Spring/Summer 1998

Volume 4 Issue 2

Park Service sets meeting 
for new management plan

Building a new camp near the lighthouse or replacing the cabins at the current Great Island campsite are among the alternatives the National Park Service is considering as amendments to the General Management Plan for Cape Lookout National Seashore.
People will get an opportunity to learn more about the four draft alternatives at public meetings July 7 at the Duke University Marine Lab on Pivers Island near Morehead City. The meetings will be held from 1 p.m. to 3 p.m. and from 7 p.m. to 8 p.m. The Park Service will accept written comments on the alternatives until Sept. 7.
The management plan for the park is 16 years old and no longer reflects conditions at the seashore, noted Karren Brown, the park's acting superintendent. "It was written in 1982 and it's obsolete," she said.
That was the DIFF Club's argument last year when Bill Harris, the former superintendent at Cape Lookout, first raised the possibility of destroying the Great Island camp and replacing it with a new camp somewhere south of the lighthouse. Such a camp isn't included in the current management plan, and the club insisted that Park Service rules prohibit activities that aren't part of an approved management plan. Harris, though, didn't think the plan needed to be revised.

He was relieved of his duties as park superintendent earlier this year after his management plan for the wild ponies on Shackleford Banks angered some Carteret County residents and some of the state's most powerful
politicians. Brown has been acting superintendent since Harris's departure.
=======
• Problem A:
Transcribe the part of the article on the Cape Lookout management plan from "Park Service sets" up to and including "Lookout National Seashore.".
• Problem B:
Continue the article on the Cape Lookout management plan from its last sentence.
The material that comes after the article on the Cape Lookout management plan is separate from it.

• Recorded data:
=======
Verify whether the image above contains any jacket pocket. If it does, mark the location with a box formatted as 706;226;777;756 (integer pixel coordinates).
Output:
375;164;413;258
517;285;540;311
=======
• Written reply A:
Park Service sets meeting 
for new management plan

Building a new camp near the lighthouse or replacing the cabins at the current Great Island campsite are among the alternatives the National Park Service is considering as amendments to the General Management Plan for Cape Lookout National Seashore.

• Written reply B:
"The decision about the camp can't be arbitrary," she said. "We want to know what people think about it."
Here are the four alternatives that the Park Service is considering for Davis Island and the advantages and disadvantages park planners consider for each:

Do Nothing
  The 25 cabins would remain at the Great Island camp, and the concessionaire and the DIFF Club would continue to make periodic repairs and improvements. The vehicle ferry would continue to run from Davis to the camp, and the three parking lots for campers would remain at their current locations. 
Advantages:
The mainland site and Great Island camp are well-known to surf fishermen, and this option would sustain existing patterns. With 12 miles separating the


Continued on Page 9

inside...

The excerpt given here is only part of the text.